* Start Data lines *

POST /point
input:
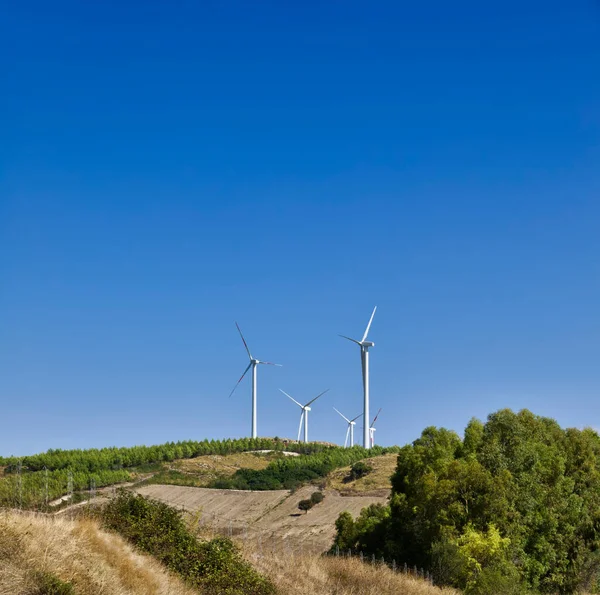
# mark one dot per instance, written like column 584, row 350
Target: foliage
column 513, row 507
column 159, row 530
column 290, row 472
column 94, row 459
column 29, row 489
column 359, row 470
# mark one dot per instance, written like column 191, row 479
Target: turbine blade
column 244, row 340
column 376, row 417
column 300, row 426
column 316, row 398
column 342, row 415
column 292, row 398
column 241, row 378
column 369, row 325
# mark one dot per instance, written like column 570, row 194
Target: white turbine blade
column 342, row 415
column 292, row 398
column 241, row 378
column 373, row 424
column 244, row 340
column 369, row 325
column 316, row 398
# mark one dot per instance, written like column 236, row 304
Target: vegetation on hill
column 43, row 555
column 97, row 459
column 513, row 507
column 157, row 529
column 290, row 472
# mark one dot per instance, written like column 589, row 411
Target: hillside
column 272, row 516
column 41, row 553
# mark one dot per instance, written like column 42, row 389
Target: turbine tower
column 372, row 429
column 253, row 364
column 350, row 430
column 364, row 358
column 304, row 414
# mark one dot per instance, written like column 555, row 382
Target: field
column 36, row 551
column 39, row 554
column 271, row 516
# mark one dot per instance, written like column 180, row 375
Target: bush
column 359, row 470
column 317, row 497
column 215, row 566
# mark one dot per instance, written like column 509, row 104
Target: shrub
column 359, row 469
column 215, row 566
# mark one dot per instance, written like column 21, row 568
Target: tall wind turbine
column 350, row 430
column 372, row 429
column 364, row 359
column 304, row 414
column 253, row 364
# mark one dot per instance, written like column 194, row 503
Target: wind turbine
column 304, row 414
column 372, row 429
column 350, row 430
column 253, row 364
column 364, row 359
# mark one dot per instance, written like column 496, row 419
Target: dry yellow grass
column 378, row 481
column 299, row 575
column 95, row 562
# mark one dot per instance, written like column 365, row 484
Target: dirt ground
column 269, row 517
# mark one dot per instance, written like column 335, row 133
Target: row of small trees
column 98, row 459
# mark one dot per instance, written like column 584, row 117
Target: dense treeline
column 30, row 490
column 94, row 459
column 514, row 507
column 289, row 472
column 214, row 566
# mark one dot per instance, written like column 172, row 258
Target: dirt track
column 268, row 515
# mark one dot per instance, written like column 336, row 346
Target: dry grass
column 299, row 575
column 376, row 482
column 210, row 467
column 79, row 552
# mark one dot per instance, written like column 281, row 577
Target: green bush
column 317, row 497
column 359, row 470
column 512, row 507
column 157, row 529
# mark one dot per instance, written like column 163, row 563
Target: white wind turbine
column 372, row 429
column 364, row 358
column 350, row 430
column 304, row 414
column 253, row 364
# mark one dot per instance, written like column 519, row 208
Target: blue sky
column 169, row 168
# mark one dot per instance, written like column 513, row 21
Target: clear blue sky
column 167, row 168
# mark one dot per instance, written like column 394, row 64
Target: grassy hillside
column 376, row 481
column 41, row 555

* End Data lines *
* Start Data lines *

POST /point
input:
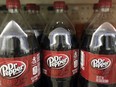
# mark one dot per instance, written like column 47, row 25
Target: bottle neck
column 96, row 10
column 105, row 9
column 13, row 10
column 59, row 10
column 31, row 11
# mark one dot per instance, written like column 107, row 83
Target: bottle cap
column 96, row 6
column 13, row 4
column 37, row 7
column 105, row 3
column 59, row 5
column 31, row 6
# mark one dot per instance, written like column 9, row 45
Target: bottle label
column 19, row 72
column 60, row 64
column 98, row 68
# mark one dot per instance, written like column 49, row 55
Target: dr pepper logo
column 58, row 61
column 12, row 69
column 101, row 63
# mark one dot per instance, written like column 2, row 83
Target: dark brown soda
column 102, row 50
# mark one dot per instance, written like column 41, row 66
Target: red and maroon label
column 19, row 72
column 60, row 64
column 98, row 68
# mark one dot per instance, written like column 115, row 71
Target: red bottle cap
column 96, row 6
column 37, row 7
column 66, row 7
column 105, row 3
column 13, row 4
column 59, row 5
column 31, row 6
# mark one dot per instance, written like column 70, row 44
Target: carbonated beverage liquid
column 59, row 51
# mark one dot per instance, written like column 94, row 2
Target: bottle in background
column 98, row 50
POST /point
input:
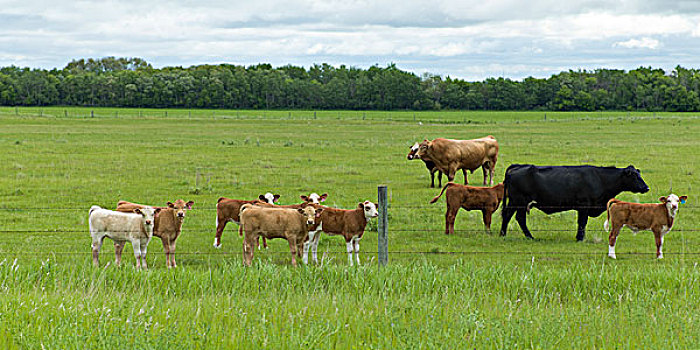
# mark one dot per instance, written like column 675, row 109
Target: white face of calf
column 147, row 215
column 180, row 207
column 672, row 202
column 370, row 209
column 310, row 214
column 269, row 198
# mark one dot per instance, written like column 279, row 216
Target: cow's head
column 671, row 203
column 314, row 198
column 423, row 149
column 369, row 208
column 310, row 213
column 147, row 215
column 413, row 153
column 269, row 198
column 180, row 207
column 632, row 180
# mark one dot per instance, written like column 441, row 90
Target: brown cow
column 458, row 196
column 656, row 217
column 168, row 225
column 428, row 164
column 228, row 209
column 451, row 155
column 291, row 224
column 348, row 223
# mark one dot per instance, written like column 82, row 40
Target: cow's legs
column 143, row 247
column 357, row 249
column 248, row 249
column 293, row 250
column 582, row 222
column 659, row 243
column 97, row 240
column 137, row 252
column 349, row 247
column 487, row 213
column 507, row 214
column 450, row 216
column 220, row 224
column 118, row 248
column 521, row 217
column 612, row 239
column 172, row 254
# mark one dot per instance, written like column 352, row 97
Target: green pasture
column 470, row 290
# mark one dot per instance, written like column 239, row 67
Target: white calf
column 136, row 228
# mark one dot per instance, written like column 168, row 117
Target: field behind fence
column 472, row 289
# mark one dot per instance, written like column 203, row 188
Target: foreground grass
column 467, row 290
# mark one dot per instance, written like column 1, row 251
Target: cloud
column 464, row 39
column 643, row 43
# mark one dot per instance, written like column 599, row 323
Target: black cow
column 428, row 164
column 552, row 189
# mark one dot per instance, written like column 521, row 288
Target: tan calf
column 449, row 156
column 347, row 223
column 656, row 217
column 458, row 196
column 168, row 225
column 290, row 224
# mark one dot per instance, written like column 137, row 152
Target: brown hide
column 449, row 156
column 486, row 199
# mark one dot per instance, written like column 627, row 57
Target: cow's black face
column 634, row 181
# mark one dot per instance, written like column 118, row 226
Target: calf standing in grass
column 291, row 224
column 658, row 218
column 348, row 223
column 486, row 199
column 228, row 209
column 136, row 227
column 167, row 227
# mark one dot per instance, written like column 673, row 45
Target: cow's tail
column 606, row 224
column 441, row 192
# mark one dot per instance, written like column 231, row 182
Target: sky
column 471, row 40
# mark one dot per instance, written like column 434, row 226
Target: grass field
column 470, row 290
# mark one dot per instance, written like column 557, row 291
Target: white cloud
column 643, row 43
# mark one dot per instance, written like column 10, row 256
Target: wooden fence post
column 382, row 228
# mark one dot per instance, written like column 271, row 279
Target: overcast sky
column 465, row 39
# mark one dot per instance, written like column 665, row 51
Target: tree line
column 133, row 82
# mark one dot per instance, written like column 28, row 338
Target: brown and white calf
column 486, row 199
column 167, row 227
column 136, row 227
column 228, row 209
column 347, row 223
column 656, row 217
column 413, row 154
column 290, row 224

* End Data lines *
* Start Data lines *

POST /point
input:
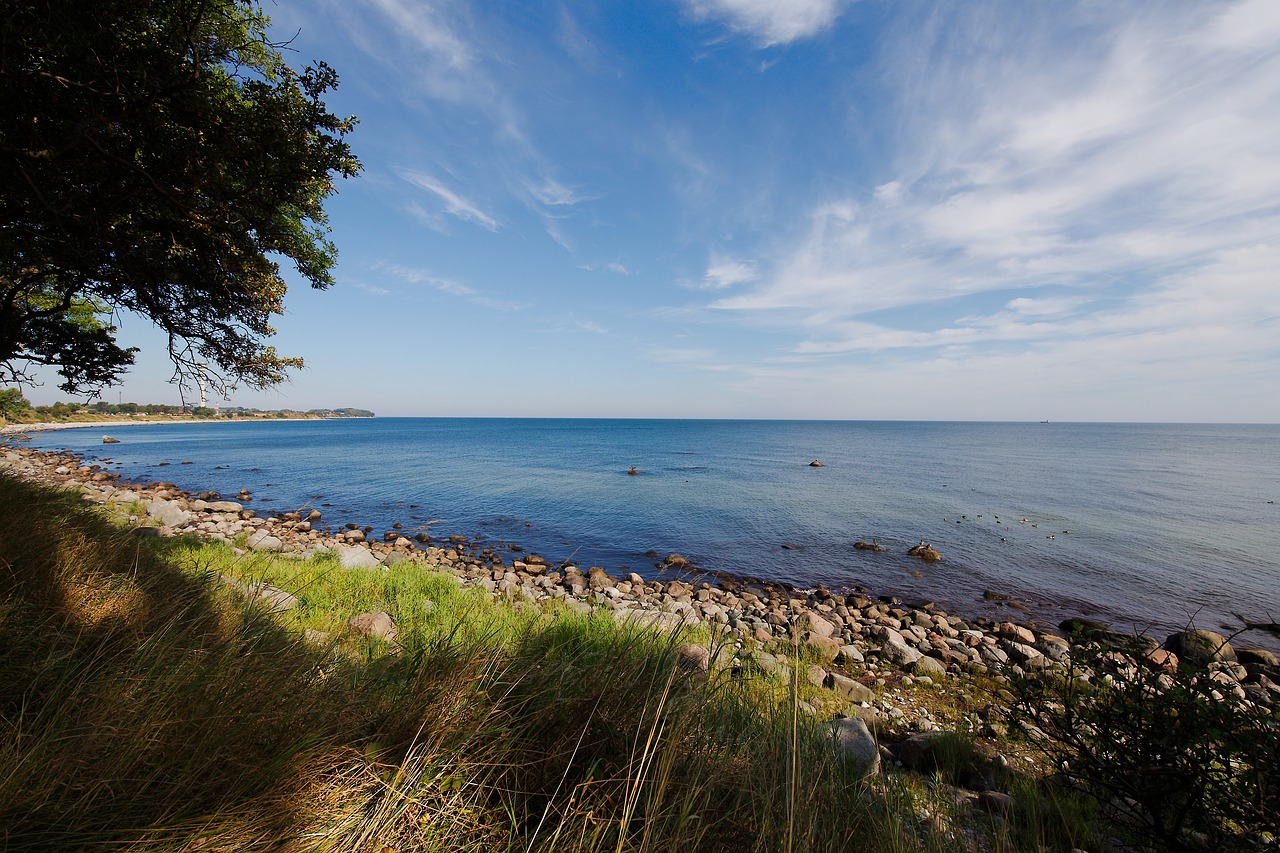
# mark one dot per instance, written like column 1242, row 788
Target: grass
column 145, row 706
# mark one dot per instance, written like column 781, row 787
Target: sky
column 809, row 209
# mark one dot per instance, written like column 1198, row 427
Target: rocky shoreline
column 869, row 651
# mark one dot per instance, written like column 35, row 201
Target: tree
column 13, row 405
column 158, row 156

* End Data lines *

**Task prompt**
Output the lines of the listing above again, unchanged, beginning with the line that contains "# mark one dot per instance, written like column 335, row" and continuing through the line that contains "column 98, row 459", with both of those lines included.

**Finished answer**
# mark one dot per instance, written like column 335, row 133
Target: row of small trees
column 98, row 459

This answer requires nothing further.